No mesmo documento, Brindeiro recomendava que, antes da intervenção – e até para tentar evitá-la –, o Ministério da Saúde determinasse a transferência da gestão dos recursos do SUS do DF para o âmbito da administração federal, citando ação semelhante feita no Governo do Piauí.

O tempo passou, não foram tomadas nenhuma das duas providências e, segundo o promotor do Ministério Público do Distrito Federal, Jairo Bisol, a rede hospitalar e de postos de saúde do DF continua em progressivo estado de “desmonte”.

“Faltam médicos, enfermeiros, remédios, insumos e manutenção para equipamentos. A situação só não pode ser comparada à que justificou a intervenção nos hospitais do Rio de Janeiro, porque temos indícios de que pode ser até pior, com ocorrências de desvios de recursos e condutas de improbidade francamente prejudiciais ao atendimento público”, diz Bisol, o promotor encarregado de fiscalizar a aplicação dos recursos do SUS na capital da República.

= Dados =

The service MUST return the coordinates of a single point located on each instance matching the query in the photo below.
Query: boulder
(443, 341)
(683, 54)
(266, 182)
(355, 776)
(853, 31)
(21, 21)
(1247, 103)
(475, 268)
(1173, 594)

= Atividades =
**A)** No texto sobre a saúde no DF, reproduza o trecho desde "No mesmo documento, Brindeiro" até "Governo do Piauí.", inclusive, trocando "recomendava" por "sugeria".
**B)** No texto sobre a saúde no DF, a ação feita em qual governo é citada como semelhante à transferência da gestão recomendada?
**C)** As afirmações abaixo estão de acordo com o texto sobre a saúde no DF? Responda sim ou não a cada uma e cite as palavras do texto que decidem.
(i) Brindeiro recomendava que a gestão dos recursos do SUS do DF passasse para a administração federal.
(ii) Uma das providências recomendadas chegou a ser tomada.
(iii) Segundo Bisol, faltam médicos e remédios na rede de saúde do DF.

= Respostas em ordem =
**A)**
No mesmo documento, Brindeiro sugeria que, antes da intervenção – e até para tentar evitá-la –, o Ministério da Saúde determinasse a transferência da gestão dos recursos do SUS do DF para o âmbito da administração federal, citando ação semelhante feita no Governo do Piauí.

**B)** No Governo do Piauí.

**C)**
(i) Sim: "o Ministério da Saúde determinasse a transferência da gestão dos recursos do SUS do DF para o âmbito da administração federal".
(ii) Não: "não foram tomadas nenhuma das duas providências".
(iii) Sim: "Faltam médicos, enfermeiros, remédios, insumos e manutenção para equipamentos".